DADOS FORNECIDOS ::

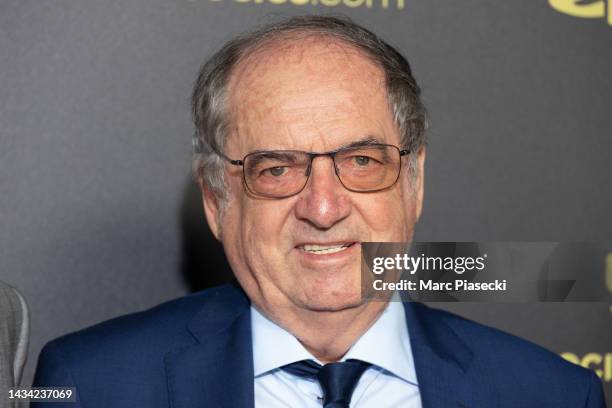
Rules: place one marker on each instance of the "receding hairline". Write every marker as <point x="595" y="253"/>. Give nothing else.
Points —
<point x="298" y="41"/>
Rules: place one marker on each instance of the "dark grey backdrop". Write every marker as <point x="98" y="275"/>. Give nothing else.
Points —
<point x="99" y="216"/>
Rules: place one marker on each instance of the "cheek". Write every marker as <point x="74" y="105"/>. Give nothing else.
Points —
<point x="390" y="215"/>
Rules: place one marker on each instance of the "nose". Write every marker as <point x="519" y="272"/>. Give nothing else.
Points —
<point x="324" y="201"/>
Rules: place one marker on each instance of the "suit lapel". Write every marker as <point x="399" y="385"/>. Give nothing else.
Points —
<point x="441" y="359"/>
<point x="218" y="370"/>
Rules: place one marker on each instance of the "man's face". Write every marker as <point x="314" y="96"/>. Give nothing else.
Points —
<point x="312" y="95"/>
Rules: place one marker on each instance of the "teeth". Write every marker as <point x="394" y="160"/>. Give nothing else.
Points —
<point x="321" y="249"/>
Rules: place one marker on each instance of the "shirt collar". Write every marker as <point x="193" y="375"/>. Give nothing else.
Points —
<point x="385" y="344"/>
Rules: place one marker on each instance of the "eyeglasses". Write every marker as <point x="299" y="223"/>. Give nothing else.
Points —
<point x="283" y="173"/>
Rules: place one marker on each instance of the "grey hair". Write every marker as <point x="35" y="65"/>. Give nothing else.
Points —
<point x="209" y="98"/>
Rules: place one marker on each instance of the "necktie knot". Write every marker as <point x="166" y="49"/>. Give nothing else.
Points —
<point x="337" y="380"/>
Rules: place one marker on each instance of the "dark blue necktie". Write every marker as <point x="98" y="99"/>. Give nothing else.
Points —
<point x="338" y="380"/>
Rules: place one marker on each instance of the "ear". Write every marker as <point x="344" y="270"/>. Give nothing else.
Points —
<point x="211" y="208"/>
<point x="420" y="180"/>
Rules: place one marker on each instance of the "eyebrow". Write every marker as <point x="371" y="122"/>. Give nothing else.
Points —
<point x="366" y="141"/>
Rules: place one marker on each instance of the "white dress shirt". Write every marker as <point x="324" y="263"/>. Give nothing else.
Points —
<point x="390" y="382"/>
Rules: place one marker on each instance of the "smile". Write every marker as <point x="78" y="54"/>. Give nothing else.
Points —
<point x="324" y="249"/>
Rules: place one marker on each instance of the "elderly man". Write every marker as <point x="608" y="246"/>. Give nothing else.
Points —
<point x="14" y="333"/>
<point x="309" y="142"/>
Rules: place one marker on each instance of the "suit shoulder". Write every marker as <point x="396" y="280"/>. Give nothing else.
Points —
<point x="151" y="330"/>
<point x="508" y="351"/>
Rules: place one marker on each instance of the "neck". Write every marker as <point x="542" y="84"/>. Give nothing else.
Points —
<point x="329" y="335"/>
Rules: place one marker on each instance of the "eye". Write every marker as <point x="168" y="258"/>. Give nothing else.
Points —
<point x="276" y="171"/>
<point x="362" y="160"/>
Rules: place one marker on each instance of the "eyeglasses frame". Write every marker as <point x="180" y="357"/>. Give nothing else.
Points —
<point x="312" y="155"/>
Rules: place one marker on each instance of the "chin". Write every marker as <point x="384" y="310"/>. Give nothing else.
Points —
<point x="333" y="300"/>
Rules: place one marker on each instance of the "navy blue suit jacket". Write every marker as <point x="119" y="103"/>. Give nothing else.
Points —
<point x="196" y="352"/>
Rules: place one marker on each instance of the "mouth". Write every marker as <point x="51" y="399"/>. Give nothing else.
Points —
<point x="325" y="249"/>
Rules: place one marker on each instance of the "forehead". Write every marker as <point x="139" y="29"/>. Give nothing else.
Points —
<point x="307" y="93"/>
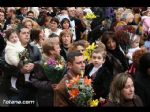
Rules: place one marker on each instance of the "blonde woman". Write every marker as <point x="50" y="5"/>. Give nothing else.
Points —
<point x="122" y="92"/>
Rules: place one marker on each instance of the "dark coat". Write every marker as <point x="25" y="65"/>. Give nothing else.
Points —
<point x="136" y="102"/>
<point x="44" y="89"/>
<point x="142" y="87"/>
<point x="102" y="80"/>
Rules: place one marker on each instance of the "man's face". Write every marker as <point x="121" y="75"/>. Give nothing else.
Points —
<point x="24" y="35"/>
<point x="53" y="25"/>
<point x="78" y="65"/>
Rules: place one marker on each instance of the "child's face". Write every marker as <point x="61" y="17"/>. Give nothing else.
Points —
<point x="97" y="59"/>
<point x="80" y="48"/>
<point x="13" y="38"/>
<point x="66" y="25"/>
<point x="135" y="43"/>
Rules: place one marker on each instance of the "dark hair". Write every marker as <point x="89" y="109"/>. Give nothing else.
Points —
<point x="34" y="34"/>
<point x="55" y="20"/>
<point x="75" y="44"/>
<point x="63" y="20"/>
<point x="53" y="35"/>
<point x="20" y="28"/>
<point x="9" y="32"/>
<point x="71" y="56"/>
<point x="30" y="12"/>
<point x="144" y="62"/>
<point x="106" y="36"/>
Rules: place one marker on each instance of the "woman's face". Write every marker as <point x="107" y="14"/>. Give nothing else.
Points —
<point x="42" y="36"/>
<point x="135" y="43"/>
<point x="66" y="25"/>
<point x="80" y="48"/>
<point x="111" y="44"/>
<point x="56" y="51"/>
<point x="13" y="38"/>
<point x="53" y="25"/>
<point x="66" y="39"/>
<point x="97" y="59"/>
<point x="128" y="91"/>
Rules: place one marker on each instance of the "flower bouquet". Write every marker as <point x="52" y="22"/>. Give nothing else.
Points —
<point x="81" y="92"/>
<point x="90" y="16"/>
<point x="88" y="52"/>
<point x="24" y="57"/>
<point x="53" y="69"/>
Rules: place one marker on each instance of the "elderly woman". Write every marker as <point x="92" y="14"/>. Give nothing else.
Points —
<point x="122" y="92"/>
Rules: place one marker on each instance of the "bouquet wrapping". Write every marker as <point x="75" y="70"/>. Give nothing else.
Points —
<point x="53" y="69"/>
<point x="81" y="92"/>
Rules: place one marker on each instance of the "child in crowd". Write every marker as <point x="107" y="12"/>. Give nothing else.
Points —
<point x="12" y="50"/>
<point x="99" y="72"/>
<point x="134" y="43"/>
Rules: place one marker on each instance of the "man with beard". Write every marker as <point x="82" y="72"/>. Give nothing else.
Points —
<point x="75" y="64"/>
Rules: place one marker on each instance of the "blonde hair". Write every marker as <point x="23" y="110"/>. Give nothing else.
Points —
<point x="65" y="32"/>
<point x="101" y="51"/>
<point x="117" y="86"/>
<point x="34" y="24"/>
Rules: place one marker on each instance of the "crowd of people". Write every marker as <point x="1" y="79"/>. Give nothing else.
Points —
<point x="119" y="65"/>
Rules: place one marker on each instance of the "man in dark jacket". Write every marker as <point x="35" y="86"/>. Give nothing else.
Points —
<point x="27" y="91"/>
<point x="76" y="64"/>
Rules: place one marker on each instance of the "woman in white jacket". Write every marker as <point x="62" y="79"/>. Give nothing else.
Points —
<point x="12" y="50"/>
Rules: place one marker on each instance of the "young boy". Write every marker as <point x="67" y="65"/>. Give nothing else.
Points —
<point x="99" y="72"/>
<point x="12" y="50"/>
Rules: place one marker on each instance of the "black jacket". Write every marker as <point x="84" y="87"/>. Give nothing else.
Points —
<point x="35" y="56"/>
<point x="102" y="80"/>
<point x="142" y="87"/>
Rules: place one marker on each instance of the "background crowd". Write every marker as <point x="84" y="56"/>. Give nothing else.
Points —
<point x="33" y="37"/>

ENUNCIADO DO EXERCÍCIO :: Conte quantas linhas acima contêm a palavra "blue", levando em conta a diferença entre maiúsculas e minúsculas. Informe somente o número.

RESPOSTA DESTA TAREFA :: 2